Elenco dei compiti
[A] Quali luoghi geografici sono nominati nel testo di partenza? Elencali tutti.
[B] Rispondi a queste domande sul testo di partenza:
(i) In che anno si è tenuta la personale precedente a Napoli?
(ii) In quale paese è stata scattata la foto di Untitled (Tarumizu)?
(iii) In quante fasi si divideva la mostra in galleria?
[C] Come si traduce in inglese la frase del testo di partenza "Nonostante il panorama sia estremamente somigliante, non si tratta di Napoli."?

Testo di partenza
* * *
P&A: Ci piaceva l’idea di utilizzare il comunicato stampa come uno strumento produttivo, più che esplicativo e divulgativo, fingendo di essere noi stessi i galleristi.
Quando la galleria T293 ha inviato i falsi comunicati stampa del progetto precedentemente pianificato abbiamo anche ricevuto i primi riscontri… molti erano interessati alla mostra che avevamo annunciato, ma che non esisteva.
VS: Lo scopo è diventato l’operazione artistica…
P&A: L’errore ha condizionato tutto quello che è venuto dopo, rappresenta tutta la parte narrativa. La mostra che era in galleria si divideva in due fasi: una fase narrativa e una parte che consiste nelle installazioni, fisica.
VS: Come si collegano le due mostre (quella mai realizzata e quella che poi avete realizzato)?
P&A: L’una è la conseguenza dell’altra. Per l’inaugurazione non c’era nessuna informazione sulla mostra in galleria perché il comunicato non parlava di quella mostra. L’intera operazione si è basata sull’errore e su una contraddizione. Questa era la prima mostra a Napoli dopo la personale del 2005 e volevamo interrogarci di più. È stata anche l’occasione per ripensare al nostro rapporto con la città, per trovare qualche relazione forte che ci identificasse. In Untitled (Tarumizu), 2007, abbiamo giocato sulla classica foto cartolina. Nonostante il panorama sia estremamente somigliante, non si tratta di Napoli. La foto è stata scattata in Giappone e si tratta di una veduta della cittadina di Tarumizu.
VS: A partire da See Through (2005) fino a Shape of Magritte to Come (2007), c’è una maggiore focalizzazione sull’ambiguità della visione, sulla percezione in generale. In opere più recenti come Untitled, invece, il peso specifico dell’opera è più forte, invadente. C’è un’attenzione maggiore alla forma e al suo peso.
* * *
[Voci salvate]
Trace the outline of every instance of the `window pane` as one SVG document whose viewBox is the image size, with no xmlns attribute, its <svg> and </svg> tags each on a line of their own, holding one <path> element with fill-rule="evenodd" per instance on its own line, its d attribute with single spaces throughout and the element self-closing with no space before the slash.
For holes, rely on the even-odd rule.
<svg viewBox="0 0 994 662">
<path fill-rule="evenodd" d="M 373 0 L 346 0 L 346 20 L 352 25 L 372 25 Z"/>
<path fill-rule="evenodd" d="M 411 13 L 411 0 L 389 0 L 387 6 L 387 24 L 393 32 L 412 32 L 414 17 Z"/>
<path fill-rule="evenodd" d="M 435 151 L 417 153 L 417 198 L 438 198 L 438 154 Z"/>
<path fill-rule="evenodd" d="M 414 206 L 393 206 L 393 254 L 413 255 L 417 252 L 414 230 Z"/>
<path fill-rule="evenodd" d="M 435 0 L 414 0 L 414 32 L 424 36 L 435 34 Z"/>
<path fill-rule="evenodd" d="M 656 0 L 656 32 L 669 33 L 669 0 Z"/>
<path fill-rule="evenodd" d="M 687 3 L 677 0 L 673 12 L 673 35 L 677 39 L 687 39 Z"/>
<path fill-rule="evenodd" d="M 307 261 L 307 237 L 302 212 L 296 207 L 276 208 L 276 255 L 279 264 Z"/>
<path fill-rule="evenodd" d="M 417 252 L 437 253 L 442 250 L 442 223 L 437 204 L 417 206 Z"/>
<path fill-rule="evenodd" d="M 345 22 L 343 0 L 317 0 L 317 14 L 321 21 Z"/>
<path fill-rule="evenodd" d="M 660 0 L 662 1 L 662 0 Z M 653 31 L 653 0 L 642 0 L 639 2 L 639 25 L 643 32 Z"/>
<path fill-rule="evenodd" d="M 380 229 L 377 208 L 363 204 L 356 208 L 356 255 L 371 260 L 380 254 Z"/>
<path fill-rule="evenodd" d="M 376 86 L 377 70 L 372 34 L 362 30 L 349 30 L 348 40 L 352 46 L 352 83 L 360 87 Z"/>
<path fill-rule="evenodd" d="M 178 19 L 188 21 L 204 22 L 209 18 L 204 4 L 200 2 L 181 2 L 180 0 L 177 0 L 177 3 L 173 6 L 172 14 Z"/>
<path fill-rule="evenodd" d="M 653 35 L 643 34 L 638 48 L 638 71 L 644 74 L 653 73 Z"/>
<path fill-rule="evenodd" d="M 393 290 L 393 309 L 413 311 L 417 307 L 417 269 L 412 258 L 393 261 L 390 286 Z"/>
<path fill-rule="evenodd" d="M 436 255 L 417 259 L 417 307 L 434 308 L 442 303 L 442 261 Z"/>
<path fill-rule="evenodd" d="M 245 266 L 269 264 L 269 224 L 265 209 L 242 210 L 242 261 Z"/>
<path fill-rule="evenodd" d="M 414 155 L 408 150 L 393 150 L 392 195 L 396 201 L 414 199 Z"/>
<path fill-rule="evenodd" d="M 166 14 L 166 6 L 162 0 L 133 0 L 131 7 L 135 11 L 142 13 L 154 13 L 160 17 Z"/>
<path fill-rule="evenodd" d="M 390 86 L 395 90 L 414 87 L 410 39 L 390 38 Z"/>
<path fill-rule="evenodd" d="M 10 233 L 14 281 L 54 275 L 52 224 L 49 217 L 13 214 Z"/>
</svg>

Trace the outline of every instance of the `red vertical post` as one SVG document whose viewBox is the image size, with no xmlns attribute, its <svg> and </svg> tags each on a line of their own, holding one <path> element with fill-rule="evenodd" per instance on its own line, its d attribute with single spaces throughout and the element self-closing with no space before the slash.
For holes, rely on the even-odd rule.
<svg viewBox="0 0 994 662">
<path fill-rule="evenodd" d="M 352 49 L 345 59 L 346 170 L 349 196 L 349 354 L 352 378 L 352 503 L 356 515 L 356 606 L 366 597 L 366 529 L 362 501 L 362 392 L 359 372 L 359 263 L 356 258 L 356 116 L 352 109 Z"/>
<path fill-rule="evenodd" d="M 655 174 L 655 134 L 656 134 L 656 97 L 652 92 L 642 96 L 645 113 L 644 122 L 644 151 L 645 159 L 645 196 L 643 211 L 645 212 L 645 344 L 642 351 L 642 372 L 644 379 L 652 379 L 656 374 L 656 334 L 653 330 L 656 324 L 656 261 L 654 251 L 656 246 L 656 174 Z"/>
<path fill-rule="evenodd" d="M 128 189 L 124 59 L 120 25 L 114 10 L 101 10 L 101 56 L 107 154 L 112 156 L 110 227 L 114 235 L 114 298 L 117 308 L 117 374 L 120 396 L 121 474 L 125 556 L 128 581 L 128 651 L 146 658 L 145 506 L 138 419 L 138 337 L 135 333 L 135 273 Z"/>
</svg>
* * *
Risposte per compito
[A]
Napoli
Giappone
Tarumizu

[B]
(i) Nel 2005.
(ii) In Giappone.
(iii) In due fasi: una narrativa e una fisica, costituita dalle installazioni.

[C] Although the view is extremely similar, it is not Naples.